■ DIRECTION:
Below are some records; return each one exactly.

■ EXERCISE MATERIALS:
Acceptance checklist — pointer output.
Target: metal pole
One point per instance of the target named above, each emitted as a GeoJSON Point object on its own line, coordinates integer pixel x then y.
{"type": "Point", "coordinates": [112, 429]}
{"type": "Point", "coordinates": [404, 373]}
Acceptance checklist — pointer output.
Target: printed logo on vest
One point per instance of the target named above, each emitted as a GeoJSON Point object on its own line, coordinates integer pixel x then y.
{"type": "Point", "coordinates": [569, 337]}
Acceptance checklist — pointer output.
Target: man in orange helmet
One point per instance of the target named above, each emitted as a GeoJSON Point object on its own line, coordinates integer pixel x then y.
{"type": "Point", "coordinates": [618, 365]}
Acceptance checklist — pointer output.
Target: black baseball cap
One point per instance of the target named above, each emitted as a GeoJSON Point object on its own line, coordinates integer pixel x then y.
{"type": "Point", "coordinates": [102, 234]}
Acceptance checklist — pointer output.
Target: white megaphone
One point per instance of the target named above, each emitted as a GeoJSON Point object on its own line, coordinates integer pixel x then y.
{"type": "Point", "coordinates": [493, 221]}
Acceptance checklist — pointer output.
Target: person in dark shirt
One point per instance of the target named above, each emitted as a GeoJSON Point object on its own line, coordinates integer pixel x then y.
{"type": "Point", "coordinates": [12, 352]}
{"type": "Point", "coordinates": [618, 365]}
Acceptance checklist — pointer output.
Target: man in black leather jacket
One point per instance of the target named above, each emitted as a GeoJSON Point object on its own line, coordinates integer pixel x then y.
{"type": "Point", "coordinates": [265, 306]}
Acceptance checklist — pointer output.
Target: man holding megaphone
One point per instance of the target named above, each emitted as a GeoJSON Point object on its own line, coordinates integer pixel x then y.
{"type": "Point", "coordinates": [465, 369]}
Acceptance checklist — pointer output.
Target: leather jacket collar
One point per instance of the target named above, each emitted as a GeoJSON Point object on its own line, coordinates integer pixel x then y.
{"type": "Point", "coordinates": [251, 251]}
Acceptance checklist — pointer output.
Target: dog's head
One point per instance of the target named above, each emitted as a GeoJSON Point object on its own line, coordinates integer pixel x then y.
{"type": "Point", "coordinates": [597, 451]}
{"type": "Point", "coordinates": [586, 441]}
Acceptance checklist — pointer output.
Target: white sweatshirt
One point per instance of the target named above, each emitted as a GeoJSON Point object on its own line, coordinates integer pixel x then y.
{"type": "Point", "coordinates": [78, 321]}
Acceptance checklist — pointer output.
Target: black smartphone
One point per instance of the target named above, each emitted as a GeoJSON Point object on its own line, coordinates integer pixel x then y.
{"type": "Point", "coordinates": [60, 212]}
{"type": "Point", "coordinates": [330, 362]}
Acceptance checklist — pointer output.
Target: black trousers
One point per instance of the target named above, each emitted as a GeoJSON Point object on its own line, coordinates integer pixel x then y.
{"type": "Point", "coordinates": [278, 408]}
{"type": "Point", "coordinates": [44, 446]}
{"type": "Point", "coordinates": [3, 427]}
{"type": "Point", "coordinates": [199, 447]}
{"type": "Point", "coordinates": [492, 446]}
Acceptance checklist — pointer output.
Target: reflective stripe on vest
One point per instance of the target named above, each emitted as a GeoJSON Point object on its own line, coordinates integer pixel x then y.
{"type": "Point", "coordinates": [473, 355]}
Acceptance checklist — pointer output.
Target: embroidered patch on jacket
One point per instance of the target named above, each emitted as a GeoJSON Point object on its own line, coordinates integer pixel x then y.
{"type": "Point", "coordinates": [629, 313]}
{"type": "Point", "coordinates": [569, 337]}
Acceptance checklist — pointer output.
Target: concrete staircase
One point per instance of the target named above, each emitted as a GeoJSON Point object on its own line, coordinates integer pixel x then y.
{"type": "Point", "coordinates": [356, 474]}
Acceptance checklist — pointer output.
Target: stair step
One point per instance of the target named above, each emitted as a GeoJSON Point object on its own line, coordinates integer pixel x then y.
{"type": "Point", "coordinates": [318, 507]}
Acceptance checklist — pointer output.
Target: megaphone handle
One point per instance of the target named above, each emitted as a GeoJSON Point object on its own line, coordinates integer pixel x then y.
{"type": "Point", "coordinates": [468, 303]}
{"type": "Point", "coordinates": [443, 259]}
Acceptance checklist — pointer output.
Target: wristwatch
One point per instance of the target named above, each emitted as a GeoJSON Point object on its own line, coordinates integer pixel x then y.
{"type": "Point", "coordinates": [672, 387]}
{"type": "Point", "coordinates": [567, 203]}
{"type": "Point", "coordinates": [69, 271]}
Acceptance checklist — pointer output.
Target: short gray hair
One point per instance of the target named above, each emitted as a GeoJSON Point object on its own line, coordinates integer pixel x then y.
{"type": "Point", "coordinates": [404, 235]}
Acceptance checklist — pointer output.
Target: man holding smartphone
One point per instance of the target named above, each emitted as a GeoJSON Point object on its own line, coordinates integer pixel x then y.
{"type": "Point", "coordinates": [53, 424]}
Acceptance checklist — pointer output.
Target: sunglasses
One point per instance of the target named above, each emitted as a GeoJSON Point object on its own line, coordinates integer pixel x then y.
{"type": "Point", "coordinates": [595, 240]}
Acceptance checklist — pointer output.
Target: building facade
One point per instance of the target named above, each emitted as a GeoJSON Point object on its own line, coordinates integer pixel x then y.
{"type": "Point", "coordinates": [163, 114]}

■ RESULT OF THE EXERCISE:
Acceptance checklist — pointer output.
Target: metal pole
One point per instance of the target named above, each emitted as a GeoJSON Point object on its own line, coordinates integer pixel x then y.
{"type": "Point", "coordinates": [112, 429]}
{"type": "Point", "coordinates": [404, 373]}
Acceptance checklist — pointer output.
Target: printed logo on vest
One point per instance of the target named above, each emitted as a GeoJSON Point object on its own line, coordinates integer pixel x then y.
{"type": "Point", "coordinates": [569, 337]}
Acceptance checklist — pointer output.
Target: man in orange helmet
One point per instance of the target named above, each emitted as a GeoJSON Point object on its own line, coordinates integer pixel x then y.
{"type": "Point", "coordinates": [618, 365]}
Acceptance checklist — pointer output.
Target: black baseball cap
One point per instance of the target named above, each emitted as a GeoJSON Point object on its own line, coordinates integer pixel x then y.
{"type": "Point", "coordinates": [102, 234]}
Acceptance checklist — pointer output.
Target: white megaphone
One point per instance of the target named above, each emitted as a GeoJSON Point object on its own line, coordinates integer pixel x then y.
{"type": "Point", "coordinates": [493, 221]}
Acceptance checklist — pointer output.
Target: person in dark shirt
One point per instance of the target named above, each emitted as a GeoJSON Point object on its own line, coordinates integer pixel x then y.
{"type": "Point", "coordinates": [12, 352]}
{"type": "Point", "coordinates": [618, 365]}
Acceptance checklist — pointer output.
Target: man in black leather jacket
One point per instance of the target named above, each emitted as a GeoJSON Point object on its own line, coordinates integer pixel x then y.
{"type": "Point", "coordinates": [265, 306]}
Acceptance checklist — pointer output.
Target: man holding megaphone
One point per instance of the target named above, each emitted as a GeoJSON Point object on its own line, coordinates integer pixel x then y.
{"type": "Point", "coordinates": [465, 369]}
Acceptance checklist — pointer output.
Target: leather jacket collar
One point per instance of the target named above, each emitted as a GeoJSON Point object on its own line, coordinates integer pixel x then y.
{"type": "Point", "coordinates": [251, 251]}
Acceptance checklist — pointer output.
Target: dog's head
One point per instance of the target named above, each emitted as a GeoJSON Point object on its own line, coordinates integer pixel x then y.
{"type": "Point", "coordinates": [597, 451]}
{"type": "Point", "coordinates": [586, 441]}
Acceptance checklist — pointer output.
Target: white sweatshirt
One point per instance of the target named above, each emitted as a GeoJSON Point object on its own line, coordinates integer pixel x then y.
{"type": "Point", "coordinates": [78, 321]}
Acceptance checklist — pointer output.
Target: black smartphone
One point per instance of the target named above, each emitted as a GeoJSON Point object on its own line, coordinates integer pixel x then y.
{"type": "Point", "coordinates": [60, 212]}
{"type": "Point", "coordinates": [330, 362]}
Acceptance checklist — pointer output.
Target: black trousers
One point per instance of the target named above, each emitted as a GeoJSON Point object on its own line, coordinates integer pixel x then y.
{"type": "Point", "coordinates": [278, 408]}
{"type": "Point", "coordinates": [44, 446]}
{"type": "Point", "coordinates": [3, 427]}
{"type": "Point", "coordinates": [199, 447]}
{"type": "Point", "coordinates": [492, 446]}
Acceptance checklist — pointer output.
Target: reflective stripe on vest
One point per instance of the target named above, each emitted as a GeoJSON Point object on its own line, coordinates integer pixel x then y.
{"type": "Point", "coordinates": [473, 355]}
Acceptance checklist — pointer output.
Target: embroidered patch on jacket
One point per instance of the target named above, each emitted as a GeoJSON Point object on its own line, coordinates integer pixel x then y.
{"type": "Point", "coordinates": [629, 313]}
{"type": "Point", "coordinates": [569, 337]}
Acceptance checklist — pointer output.
Target: concrete staircase
One point per instance of the target named above, each emitted as a GeoJSON Point object on its own line, coordinates integer pixel x then y.
{"type": "Point", "coordinates": [356, 474]}
Acceptance checklist — pointer output.
Target: stair step
One point per instance of the target named above, each emitted as a GeoJSON Point object on its own line, coordinates integer pixel x then y.
{"type": "Point", "coordinates": [318, 507]}
Acceptance checklist — pointer output.
Target: megaphone handle
One point per instance of the target named above, each emitted as a GeoJSON Point object on its own line, coordinates integer pixel x then y.
{"type": "Point", "coordinates": [468, 303]}
{"type": "Point", "coordinates": [443, 259]}
Acceptance checklist — pointer output.
Target: wristwatch
One point per instance of the target named above, each emitted as a GeoJSON Point object on its own line, coordinates integer pixel x then y.
{"type": "Point", "coordinates": [672, 387]}
{"type": "Point", "coordinates": [567, 203]}
{"type": "Point", "coordinates": [69, 271]}
Acceptance checklist — pointer output.
Target: short gray hair
One point per instance of the target named above, each emitted as a GeoJSON Point object on its own line, coordinates integer pixel x then y.
{"type": "Point", "coordinates": [404, 235]}
Acceptance checklist — pointer output.
Target: man holding smartphone
One point per instance of the target named above, each emitted as a GeoJSON Point object on its own line, coordinates integer pixel x then y.
{"type": "Point", "coordinates": [53, 424]}
Acceptance checklist — pointer output.
Target: sunglasses
One point per instance of the target named above, each emitted as a GeoJSON Point object on its own line, coordinates integer pixel x then y.
{"type": "Point", "coordinates": [595, 240]}
Acceptance checklist — pointer output.
Target: building facade
One point per instance of the target named above, each emitted as a GeoJSON Point object on its own line, coordinates integer pixel x then y.
{"type": "Point", "coordinates": [163, 114]}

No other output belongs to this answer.